* **REQUIRED TASK**
Output the material below unchanged, apart from leaving out the pictures.
>> start RECORDS FOR THE EXERCISE
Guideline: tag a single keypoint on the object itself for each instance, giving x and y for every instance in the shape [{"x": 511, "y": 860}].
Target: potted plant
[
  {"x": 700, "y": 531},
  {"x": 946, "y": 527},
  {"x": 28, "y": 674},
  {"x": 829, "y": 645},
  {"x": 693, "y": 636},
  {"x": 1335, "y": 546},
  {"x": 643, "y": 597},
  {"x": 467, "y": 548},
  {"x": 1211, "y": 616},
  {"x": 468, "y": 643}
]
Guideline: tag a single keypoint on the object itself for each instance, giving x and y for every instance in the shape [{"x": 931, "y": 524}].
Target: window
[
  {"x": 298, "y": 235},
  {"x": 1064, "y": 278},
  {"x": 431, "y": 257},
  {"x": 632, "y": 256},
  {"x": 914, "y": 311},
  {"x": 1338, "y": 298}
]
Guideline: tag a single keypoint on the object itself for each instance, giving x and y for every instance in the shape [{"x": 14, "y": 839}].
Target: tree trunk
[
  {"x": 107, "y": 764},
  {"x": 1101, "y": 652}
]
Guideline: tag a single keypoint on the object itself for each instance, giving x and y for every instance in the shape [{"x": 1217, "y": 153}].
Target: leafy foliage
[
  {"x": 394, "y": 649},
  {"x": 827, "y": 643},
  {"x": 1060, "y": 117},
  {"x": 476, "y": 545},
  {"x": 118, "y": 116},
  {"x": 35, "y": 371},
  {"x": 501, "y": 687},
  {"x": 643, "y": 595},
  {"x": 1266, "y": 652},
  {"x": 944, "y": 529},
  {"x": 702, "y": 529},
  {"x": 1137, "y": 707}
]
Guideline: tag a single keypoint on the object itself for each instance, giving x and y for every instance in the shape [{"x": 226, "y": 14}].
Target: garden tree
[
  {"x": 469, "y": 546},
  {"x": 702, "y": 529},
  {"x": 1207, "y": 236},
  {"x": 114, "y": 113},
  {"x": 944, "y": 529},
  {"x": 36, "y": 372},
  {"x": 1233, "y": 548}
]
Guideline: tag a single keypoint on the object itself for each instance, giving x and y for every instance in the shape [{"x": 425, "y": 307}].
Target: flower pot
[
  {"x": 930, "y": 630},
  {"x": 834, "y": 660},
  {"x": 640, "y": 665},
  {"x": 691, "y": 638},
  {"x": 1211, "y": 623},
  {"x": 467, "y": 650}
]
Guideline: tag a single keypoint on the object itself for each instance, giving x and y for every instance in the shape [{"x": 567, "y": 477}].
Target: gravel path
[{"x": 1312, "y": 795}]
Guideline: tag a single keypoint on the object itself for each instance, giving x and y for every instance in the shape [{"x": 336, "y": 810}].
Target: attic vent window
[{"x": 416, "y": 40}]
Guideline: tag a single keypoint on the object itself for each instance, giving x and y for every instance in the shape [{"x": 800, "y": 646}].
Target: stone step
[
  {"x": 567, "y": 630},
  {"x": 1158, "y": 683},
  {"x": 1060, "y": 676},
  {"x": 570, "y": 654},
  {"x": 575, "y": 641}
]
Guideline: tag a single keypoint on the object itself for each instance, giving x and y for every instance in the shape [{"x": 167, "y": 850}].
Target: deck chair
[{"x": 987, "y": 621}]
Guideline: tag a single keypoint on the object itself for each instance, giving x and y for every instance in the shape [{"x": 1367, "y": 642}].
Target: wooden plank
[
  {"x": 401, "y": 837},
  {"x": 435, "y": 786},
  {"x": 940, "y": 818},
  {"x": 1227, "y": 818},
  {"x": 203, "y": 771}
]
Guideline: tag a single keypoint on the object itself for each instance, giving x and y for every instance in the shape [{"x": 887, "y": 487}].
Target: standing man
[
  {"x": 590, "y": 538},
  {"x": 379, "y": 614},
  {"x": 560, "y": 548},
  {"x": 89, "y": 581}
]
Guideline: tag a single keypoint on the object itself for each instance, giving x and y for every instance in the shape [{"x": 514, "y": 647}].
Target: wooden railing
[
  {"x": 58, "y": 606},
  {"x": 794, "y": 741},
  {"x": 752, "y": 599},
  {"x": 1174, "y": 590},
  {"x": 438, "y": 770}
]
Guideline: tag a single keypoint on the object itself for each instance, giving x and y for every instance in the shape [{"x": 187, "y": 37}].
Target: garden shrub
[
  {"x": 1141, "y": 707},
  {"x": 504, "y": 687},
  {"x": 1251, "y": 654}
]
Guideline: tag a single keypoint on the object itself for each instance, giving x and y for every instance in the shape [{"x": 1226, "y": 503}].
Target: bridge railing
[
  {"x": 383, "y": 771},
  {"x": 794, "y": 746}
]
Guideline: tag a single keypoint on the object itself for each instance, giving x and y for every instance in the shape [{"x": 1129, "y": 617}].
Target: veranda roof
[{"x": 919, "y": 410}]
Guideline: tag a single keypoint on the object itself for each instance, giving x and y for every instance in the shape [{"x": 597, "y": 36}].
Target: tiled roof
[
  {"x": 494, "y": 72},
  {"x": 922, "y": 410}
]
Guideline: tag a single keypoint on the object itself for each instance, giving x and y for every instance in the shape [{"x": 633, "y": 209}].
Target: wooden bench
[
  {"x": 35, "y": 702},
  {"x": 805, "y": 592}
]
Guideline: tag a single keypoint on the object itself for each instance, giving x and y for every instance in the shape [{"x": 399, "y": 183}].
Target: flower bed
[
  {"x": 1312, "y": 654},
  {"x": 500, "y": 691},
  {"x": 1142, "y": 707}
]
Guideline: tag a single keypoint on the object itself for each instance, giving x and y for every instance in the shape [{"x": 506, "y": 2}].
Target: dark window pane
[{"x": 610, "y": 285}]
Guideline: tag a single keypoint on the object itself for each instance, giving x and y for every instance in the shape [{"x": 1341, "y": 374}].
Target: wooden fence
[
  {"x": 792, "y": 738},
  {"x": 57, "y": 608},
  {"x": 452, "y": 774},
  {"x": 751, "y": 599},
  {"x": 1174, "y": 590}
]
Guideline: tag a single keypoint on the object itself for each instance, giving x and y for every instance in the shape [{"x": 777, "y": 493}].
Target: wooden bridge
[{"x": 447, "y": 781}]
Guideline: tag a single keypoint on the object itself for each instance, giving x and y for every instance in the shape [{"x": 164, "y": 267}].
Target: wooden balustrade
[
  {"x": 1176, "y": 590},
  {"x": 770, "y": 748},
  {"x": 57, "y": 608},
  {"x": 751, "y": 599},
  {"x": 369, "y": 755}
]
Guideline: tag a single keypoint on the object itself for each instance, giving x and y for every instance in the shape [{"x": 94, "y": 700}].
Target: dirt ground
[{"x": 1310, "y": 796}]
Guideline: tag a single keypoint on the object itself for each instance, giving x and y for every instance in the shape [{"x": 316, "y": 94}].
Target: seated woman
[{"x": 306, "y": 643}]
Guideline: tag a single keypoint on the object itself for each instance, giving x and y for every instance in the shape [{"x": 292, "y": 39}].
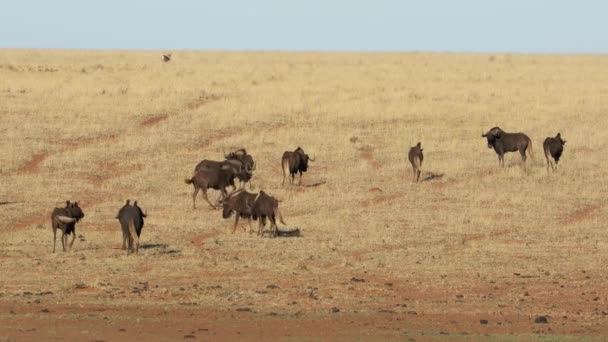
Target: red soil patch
[
  {"x": 582, "y": 214},
  {"x": 202, "y": 100},
  {"x": 381, "y": 199},
  {"x": 33, "y": 165},
  {"x": 151, "y": 121},
  {"x": 75, "y": 144},
  {"x": 368, "y": 155}
]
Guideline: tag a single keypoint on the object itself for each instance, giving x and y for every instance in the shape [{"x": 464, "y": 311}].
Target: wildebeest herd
[{"x": 219, "y": 175}]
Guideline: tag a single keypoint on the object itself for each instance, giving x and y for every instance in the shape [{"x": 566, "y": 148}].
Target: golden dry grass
>> end RECORDS FOR THE EXERCISE
* **CORRECT ANSWER**
Guideline: tag a single keypoint on the object itself for each instance, giving x and y for every instance in the shape [{"x": 511, "y": 860}].
Target: potted plant
[
  {"x": 700, "y": 531},
  {"x": 946, "y": 527},
  {"x": 28, "y": 674},
  {"x": 829, "y": 645},
  {"x": 693, "y": 636},
  {"x": 1335, "y": 546},
  {"x": 643, "y": 597},
  {"x": 467, "y": 548},
  {"x": 1211, "y": 616},
  {"x": 468, "y": 643}
]
Guideline: tag a single keypoint on the object itself for each instance, giving x and y for every instance in the shape [{"x": 931, "y": 524}].
Target: window
[
  {"x": 298, "y": 235},
  {"x": 1064, "y": 278},
  {"x": 431, "y": 257},
  {"x": 632, "y": 256},
  {"x": 914, "y": 311},
  {"x": 1338, "y": 298}
]
Guideline: tag a single keypoint on the object itself for each instance, giving x and y for every instance in the shape [{"x": 14, "y": 839}].
Target: tree trunk
[
  {"x": 107, "y": 764},
  {"x": 1101, "y": 652}
]
Guideline: tag a single keypoint on the object itself for each instance, giving x and y for every instance in the shape [{"x": 1217, "y": 153}].
Target: leafy foliage
[
  {"x": 394, "y": 649},
  {"x": 827, "y": 643},
  {"x": 1060, "y": 117},
  {"x": 476, "y": 545},
  {"x": 118, "y": 116},
  {"x": 35, "y": 371},
  {"x": 501, "y": 687},
  {"x": 643, "y": 595},
  {"x": 1266, "y": 652},
  {"x": 944, "y": 529},
  {"x": 702, "y": 529},
  {"x": 1137, "y": 707}
]
Guideline: tag a single keypoint on the object itself for each instance, giving x and y for every instance in the shape [{"x": 226, "y": 14}].
Target: garden tree
[
  {"x": 469, "y": 546},
  {"x": 702, "y": 529},
  {"x": 1207, "y": 236},
  {"x": 114, "y": 113},
  {"x": 944, "y": 529},
  {"x": 36, "y": 372},
  {"x": 1233, "y": 548}
]
Guideline: tag a single keypoint on the object itself for each instance, giving x and y for every instance in the shape [{"x": 425, "y": 307}].
Target: flower pot
[
  {"x": 930, "y": 630},
  {"x": 834, "y": 660},
  {"x": 640, "y": 665},
  {"x": 691, "y": 638},
  {"x": 1211, "y": 623},
  {"x": 467, "y": 650}
]
Guideline: tag a single keypoint on the object itself for each instance, giving x and y for every instance in the shape [{"x": 567, "y": 477}].
Target: gravel path
[{"x": 1312, "y": 795}]
Guideline: tag a single keypoint on the object itself for each instance, giving x and y for every instance in the shape [{"x": 336, "y": 810}].
Target: attic vent window
[{"x": 416, "y": 40}]
Guideline: tag a single keypoint on the object itself for each instance, giving x and y for every instance in the shape [{"x": 800, "y": 646}].
Target: stone step
[
  {"x": 567, "y": 630},
  {"x": 1158, "y": 683},
  {"x": 1060, "y": 676},
  {"x": 570, "y": 654},
  {"x": 575, "y": 641}
]
Guideline: tag a single keypoint on the object itself for each instance, giving x and y for every instance in the shape [{"x": 167, "y": 850}].
Target: deck chair
[{"x": 987, "y": 621}]
Guideline: tag a single keypoint on the object itself for each instance, giving x and y for every instance in the shape [{"x": 1367, "y": 642}].
Target: wooden plank
[
  {"x": 401, "y": 837},
  {"x": 435, "y": 786},
  {"x": 940, "y": 818},
  {"x": 1227, "y": 818},
  {"x": 203, "y": 771}
]
Guideline: tag a single keypoint on the object itself for each instance, giving x and y for every instance in the shape [{"x": 887, "y": 487}].
Target: standing man
[
  {"x": 590, "y": 538},
  {"x": 379, "y": 614},
  {"x": 560, "y": 548},
  {"x": 89, "y": 581}
]
Guideline: tag a single keypoint on the object itself for each instance, giving x and y for every instance in the shape [{"x": 514, "y": 647}].
Target: wooden railing
[
  {"x": 58, "y": 606},
  {"x": 794, "y": 741},
  {"x": 752, "y": 599},
  {"x": 1174, "y": 590},
  {"x": 438, "y": 770}
]
Guideline: tag a single keypoint on the object itself for each instance, giving x and y for every instance in the shape [{"x": 187, "y": 37}].
Target: garden shrub
[
  {"x": 1141, "y": 707},
  {"x": 504, "y": 687},
  {"x": 1251, "y": 654}
]
Guideline: tag a single keypoint on the object itself for each instance, giving x and y for every instance in the shape [{"x": 1226, "y": 503}].
Target: bridge railing
[
  {"x": 383, "y": 771},
  {"x": 794, "y": 746}
]
Guideline: tag a single keypoint on the object itself for each instance, giving x and y for every instance in the shape [{"x": 1129, "y": 617}].
Target: veranda roof
[{"x": 919, "y": 410}]
Guideline: tag a single keypoint on the object itself for each instance, giving x and y for every instance in the shape [{"x": 597, "y": 36}].
Target: tiled roof
[
  {"x": 494, "y": 72},
  {"x": 922, "y": 410}
]
Guideline: tag a single keypoint on the object itself for each instance, giving x and y for every instance in the shape [{"x": 633, "y": 209}].
Target: wooden bench
[
  {"x": 35, "y": 702},
  {"x": 805, "y": 592}
]
Guideline: tag a single keypoint on the object itself for each instance, giving x and y for every instance in the shape [{"x": 399, "y": 183}].
Target: flower bed
[
  {"x": 1312, "y": 654},
  {"x": 500, "y": 691},
  {"x": 1142, "y": 707}
]
Guideline: tag a single keypoint on the object itself for each instance, giving x and y for every instance in the shape [{"x": 506, "y": 2}].
Target: dark window pane
[{"x": 610, "y": 285}]
Guideline: tag a single keypoint on the object itself for each instance, giving x and y for every instance in the shape [{"x": 1341, "y": 374}].
Target: wooden fence
[
  {"x": 792, "y": 738},
  {"x": 57, "y": 608},
  {"x": 452, "y": 774},
  {"x": 751, "y": 599},
  {"x": 1174, "y": 590}
]
Guideline: tag a single keypoint on the object itself for each instance, giving x and y for every instance in the shape [{"x": 777, "y": 493}].
Target: wooden bridge
[{"x": 447, "y": 781}]
Guideline: tag a single keypoint on the object itself for each instance, giving x and y for every instance in the shape [{"x": 164, "y": 267}].
Target: wooden balustrade
[
  {"x": 1176, "y": 590},
  {"x": 770, "y": 748},
  {"x": 57, "y": 608},
  {"x": 751, "y": 599},
  {"x": 369, "y": 755}
]
Guideline: tag a single keypoint on the object itself for each instance, giving x and y for every instance in the shape [{"x": 94, "y": 700}].
Target: dirt ground
[{"x": 1310, "y": 796}]
Guideline: tag a single keypoint on the object itself for each instance, giving x and y for every instance in the shape [{"x": 316, "y": 94}].
Target: seated woman
[{"x": 306, "y": 643}]
Guideline: tag a single keypoint on the object itself for each instance, giving x and y for every instance in the shape [{"x": 292, "y": 39}].
Target: red soil patch
[
  {"x": 582, "y": 214},
  {"x": 202, "y": 100},
  {"x": 381, "y": 199},
  {"x": 33, "y": 165},
  {"x": 151, "y": 121},
  {"x": 75, "y": 144},
  {"x": 368, "y": 155}
]
Guideline: tag a single keypoint on the object itself for each instance, giving x and y for every instance in the shape [{"x": 464, "y": 311}].
Target: wildebeest herd
[{"x": 219, "y": 175}]
Guideline: tag a single keypoint on the object itself for each instance, giving x and y for every instance in the shape [{"x": 566, "y": 148}].
Target: golden dry grass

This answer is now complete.